== Problem ==
Substitute "thatched hut" for "small hut" in the lines below, leaving everything else unchanged.

Annotation dataset entries:
------------------------
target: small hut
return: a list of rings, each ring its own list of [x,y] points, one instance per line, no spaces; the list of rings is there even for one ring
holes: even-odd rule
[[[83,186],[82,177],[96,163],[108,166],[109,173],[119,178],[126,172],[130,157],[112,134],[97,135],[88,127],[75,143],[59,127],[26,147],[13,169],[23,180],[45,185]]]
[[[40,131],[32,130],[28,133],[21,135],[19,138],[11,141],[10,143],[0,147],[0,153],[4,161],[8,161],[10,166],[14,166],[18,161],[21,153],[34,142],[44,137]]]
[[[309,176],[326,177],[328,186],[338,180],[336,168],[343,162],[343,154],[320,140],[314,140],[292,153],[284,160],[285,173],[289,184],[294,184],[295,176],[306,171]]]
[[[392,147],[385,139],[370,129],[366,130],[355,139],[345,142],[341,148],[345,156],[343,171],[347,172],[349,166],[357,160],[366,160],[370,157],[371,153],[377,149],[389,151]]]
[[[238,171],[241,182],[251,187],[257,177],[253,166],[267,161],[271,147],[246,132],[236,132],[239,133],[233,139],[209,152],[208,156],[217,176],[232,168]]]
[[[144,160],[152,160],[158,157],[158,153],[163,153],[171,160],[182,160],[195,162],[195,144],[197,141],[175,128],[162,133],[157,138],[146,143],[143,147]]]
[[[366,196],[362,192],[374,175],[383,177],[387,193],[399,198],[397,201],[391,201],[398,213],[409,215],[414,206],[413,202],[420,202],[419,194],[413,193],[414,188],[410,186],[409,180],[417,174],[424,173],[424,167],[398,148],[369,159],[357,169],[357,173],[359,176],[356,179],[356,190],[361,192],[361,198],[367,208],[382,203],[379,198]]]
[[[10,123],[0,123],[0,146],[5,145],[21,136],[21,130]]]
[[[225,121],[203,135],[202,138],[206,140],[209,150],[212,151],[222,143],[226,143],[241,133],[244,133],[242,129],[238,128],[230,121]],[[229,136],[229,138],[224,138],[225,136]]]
------------------------
== Result below ==
target: thatched hut
return: a list of rings, each ring its own list of [x,y] points, one instance per line, no spaces; the list of rings is there even for one ring
holes: even-odd rule
[[[83,186],[82,177],[96,163],[108,166],[109,173],[119,178],[126,172],[130,157],[112,134],[97,135],[88,127],[75,143],[59,127],[26,147],[13,169],[23,180],[45,185]]]
[[[40,131],[32,130],[28,133],[21,135],[19,138],[11,141],[10,143],[0,147],[0,153],[4,161],[8,161],[10,166],[14,166],[18,161],[21,153],[34,142],[44,137]]]
[[[309,176],[326,177],[328,186],[338,180],[336,168],[343,162],[343,154],[320,140],[314,140],[292,153],[284,160],[285,173],[289,184],[294,184],[295,176],[306,171]]]
[[[392,147],[385,139],[370,129],[366,130],[355,139],[345,142],[341,148],[345,156],[343,171],[347,172],[349,166],[357,160],[366,160],[370,157],[371,153],[377,149],[389,151]]]
[[[238,171],[241,182],[251,187],[257,177],[253,166],[267,161],[271,147],[246,132],[236,132],[239,133],[233,139],[209,152],[208,156],[217,176],[232,168]]]
[[[144,160],[152,160],[158,157],[158,153],[163,153],[171,160],[182,160],[195,162],[195,144],[197,141],[175,128],[162,133],[157,138],[146,143],[143,147]]]
[[[366,196],[362,192],[374,175],[383,177],[387,193],[399,198],[397,201],[391,201],[398,213],[409,215],[414,206],[413,202],[420,202],[419,194],[413,193],[414,188],[410,186],[409,180],[417,174],[424,173],[424,167],[398,148],[369,159],[357,169],[357,173],[359,176],[356,179],[356,190],[361,192],[361,198],[367,208],[382,203],[379,198]]]
[[[10,123],[0,123],[0,146],[5,145],[21,136],[21,130]]]
[[[225,121],[203,135],[202,138],[206,140],[209,150],[212,151],[222,143],[226,143],[241,133],[244,133],[242,129],[238,128],[230,121]],[[229,136],[229,138],[224,138],[225,136]]]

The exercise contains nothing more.